(The problem) Copy the lines below with no changes.

(Records from a pointing dataset)
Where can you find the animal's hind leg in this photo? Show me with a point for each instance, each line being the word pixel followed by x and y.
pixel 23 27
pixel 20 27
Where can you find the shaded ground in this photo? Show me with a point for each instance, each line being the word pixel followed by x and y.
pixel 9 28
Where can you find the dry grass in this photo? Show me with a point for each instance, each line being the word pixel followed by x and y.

(Result of the task)
Where can you find the animal's hind leg in this photo? Show me with a point for each instance, each line being the word pixel followed by x and y.
pixel 23 27
pixel 20 27
Where can you find the shaded ground in this photo? Show me with a point for each instance, each line being the word pixel followed by x and y.
pixel 9 28
Where can you find the dry grass in this photo? Show me with a point for each instance, each line being the word pixel followed by x and y.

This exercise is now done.